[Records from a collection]
(begin)

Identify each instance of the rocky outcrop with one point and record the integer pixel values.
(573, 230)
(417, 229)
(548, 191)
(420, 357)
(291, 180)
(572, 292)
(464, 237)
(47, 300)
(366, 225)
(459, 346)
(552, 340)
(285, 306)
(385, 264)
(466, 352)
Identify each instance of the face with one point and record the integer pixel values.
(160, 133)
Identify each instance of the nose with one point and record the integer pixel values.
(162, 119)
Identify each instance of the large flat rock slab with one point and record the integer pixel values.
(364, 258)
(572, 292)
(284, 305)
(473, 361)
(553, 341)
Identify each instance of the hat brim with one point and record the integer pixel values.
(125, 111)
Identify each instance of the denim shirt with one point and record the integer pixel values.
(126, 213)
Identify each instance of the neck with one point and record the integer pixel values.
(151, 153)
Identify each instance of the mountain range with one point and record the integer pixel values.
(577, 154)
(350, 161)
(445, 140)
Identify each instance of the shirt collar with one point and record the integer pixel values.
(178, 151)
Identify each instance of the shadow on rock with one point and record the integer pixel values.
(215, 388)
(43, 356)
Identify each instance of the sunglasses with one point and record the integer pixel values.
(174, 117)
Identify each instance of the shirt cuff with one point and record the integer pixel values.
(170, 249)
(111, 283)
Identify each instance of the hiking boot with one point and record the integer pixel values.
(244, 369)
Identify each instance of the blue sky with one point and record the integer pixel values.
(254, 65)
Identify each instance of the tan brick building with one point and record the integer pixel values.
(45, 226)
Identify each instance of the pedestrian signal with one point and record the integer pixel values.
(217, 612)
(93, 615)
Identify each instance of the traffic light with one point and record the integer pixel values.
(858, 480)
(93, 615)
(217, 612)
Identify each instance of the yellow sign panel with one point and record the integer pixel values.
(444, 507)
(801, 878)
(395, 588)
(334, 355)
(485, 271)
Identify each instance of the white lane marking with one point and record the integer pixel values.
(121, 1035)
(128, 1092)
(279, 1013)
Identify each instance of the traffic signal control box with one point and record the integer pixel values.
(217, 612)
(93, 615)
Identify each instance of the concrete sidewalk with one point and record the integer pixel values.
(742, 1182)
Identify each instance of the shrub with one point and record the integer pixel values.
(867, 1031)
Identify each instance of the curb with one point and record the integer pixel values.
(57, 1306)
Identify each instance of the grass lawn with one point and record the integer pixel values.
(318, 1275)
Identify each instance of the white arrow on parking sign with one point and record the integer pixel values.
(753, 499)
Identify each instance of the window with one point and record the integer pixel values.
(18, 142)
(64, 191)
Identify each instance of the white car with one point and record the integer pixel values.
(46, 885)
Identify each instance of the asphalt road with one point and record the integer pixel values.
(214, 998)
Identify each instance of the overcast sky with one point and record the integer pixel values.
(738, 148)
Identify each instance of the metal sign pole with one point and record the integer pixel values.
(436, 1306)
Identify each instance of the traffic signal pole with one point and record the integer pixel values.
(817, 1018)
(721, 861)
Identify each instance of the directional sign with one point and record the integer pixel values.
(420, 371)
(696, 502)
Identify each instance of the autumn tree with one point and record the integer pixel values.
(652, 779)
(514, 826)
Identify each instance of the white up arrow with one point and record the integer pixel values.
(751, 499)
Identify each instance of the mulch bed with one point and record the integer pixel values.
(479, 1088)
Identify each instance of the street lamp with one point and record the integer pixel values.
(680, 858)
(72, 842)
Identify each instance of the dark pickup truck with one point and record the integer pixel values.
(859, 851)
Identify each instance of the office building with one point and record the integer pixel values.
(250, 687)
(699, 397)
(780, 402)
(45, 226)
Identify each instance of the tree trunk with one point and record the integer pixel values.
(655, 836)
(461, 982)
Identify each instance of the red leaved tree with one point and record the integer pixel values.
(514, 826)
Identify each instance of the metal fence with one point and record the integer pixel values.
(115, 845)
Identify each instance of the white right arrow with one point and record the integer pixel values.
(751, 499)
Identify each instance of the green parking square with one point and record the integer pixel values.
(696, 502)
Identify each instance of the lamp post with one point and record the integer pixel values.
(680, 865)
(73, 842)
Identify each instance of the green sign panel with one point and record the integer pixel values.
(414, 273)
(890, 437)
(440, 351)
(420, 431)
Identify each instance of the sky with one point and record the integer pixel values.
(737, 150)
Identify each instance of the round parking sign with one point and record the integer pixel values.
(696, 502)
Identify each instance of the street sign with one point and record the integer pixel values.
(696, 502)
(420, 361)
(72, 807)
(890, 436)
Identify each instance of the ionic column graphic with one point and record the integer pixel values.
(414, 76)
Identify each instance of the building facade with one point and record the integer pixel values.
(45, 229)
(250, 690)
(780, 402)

(end)

- [SHORT PROBLEM]
Write the listing out again, exactly as it reads.

- [RESPONSE]
Identify each instance of the rocky outcrop with one point and record the integer pixel values.
(573, 230)
(417, 229)
(548, 191)
(420, 357)
(291, 180)
(572, 292)
(464, 237)
(47, 300)
(366, 225)
(459, 346)
(552, 340)
(285, 306)
(385, 264)
(466, 352)
Identify each instance of the face with one point and record the integer pixel values.
(160, 133)
Identify each instance of the nose with one point and record the integer pixel values.
(162, 119)
Identify each instance of the large flat rock slab with one point and record the integer pixel values.
(364, 258)
(572, 292)
(284, 305)
(473, 361)
(553, 341)
Identify each instance of the hat brim with one point and record the integer pixel values.
(125, 111)
Identify each instance of the denim shirt with one point and record the integer pixel values.
(126, 213)
Identify each instance of the neck with one point and record the integer pixel values.
(151, 153)
Identify each instance of the mountain range with one point and record the integer pixel values.
(577, 154)
(350, 161)
(445, 140)
Identify each instance of the shirt collar with one point and record the integer pixel values.
(178, 151)
Identify each instance of the shadow on rock with one point and record the integer pixel values.
(215, 388)
(43, 356)
Identify each instance of the sunglasses with one point and record the integer pixel values.
(174, 117)
Identify each instance of the shirt cuff with one point and record the integer pixel values.
(170, 249)
(111, 283)
Identify each instance of the hiking boot with one point and record the integer pixel values.
(244, 369)
Identify each instance of the blue sky with one point and record the integer pixel values.
(254, 65)
Identify each instance of the tan brick building with one point and record the integer pixel values.
(45, 226)
Identify each instance of the pedestrian signal with one point and record the integer pixel values.
(217, 612)
(93, 615)
Identify each instance of the traffic light with one point and record the integer pixel values.
(858, 480)
(93, 615)
(217, 612)
Identify each instance of the yellow sign panel with one point and record the integer pixel values.
(444, 507)
(801, 878)
(395, 588)
(334, 355)
(485, 271)
Identify each instance of the white lane marking with one point and record the integer pixel values.
(121, 1035)
(128, 1092)
(279, 1013)
Identify each instance of the traffic signal control box with one point and record the integer pixel values.
(217, 612)
(93, 615)
Identify each instance of the concrete sidewalk with one point and record the integer pixel values.
(742, 1182)
Identify each instance of the shrub with one point and record the integer pixel values.
(867, 1031)
Identify each instance of the curb with one point and record the integer pixel values.
(57, 1306)
Identify each instance of the grass lawn with one point and record the integer pixel values.
(318, 1275)
Identify each instance of the white arrow on parking sign with one point and record the integer pixel values.
(753, 499)
Identify each instance of the window with one point and record the integer pixel values.
(18, 142)
(64, 191)
Identify each instance of the white car with one point and record the integer pixel values.
(46, 885)
Identify each instance of the asphalt road with one point and record the integer pixel values.
(214, 998)
Identify each instance of the overcast sky with one point and record the integer pixel values.
(738, 148)
Identify each instance of the metal sign pole with one point and record the integer pixel values.
(436, 1306)
Identify each instance of the traffic signal pole with one point and record the integer pixel values.
(817, 1018)
(721, 861)
Identify each instance of the directional sign with one point and record the integer pixel values.
(420, 371)
(696, 502)
Identify each instance of the autumn tree with one point and record the integer pixel values.
(652, 779)
(514, 826)
Identify each instance of the white up arrow with one point and record the integer pixel values.
(751, 499)
Identify each instance of the mulch bed with one point and record the integer pixel values.
(479, 1088)
Identify each instance of the street lamp with one point and record the integer pixel values.
(680, 858)
(72, 842)
Identify each instance of the dark pickup truck with one point and record the integer pixel values.
(859, 851)
Identify each instance of the office building with one point and record the integer pixel values.
(250, 687)
(699, 397)
(780, 402)
(45, 226)
Identify each instance of the tree trunk with one point and record the integer pixel values.
(655, 836)
(461, 982)
Identify each instance of the red leaved tree with one point and record the integer pixel values.
(514, 826)
Identify each instance of the metal fence with one point and record the integer pixel values.
(115, 845)
Identify each instance of the white right arrow with one point and record the integer pixel values.
(751, 499)
Identify each instance of the green parking square with one point and record the integer pixel values.
(696, 502)
Identify each instance of the lamp post with one point and record the integer pixel values.
(680, 865)
(73, 842)
Identify each instance of the green sign panel with one point and record the integer pixel values.
(414, 273)
(890, 437)
(440, 351)
(420, 431)
Identify each instance of the sky with one point and record the integer pixel values.
(737, 150)
Identify each instance of the round parking sign with one point and record the integer pixel values.
(696, 502)
Identify each instance of the street sign with one point and record the integer pixel values.
(696, 502)
(420, 361)
(72, 807)
(890, 436)
Identify each instance of the ionic column graphic with one point and record the integer pixel values.
(414, 76)
Identify each instance of the building facade with one point and record the integer pixel values.
(45, 229)
(250, 690)
(780, 402)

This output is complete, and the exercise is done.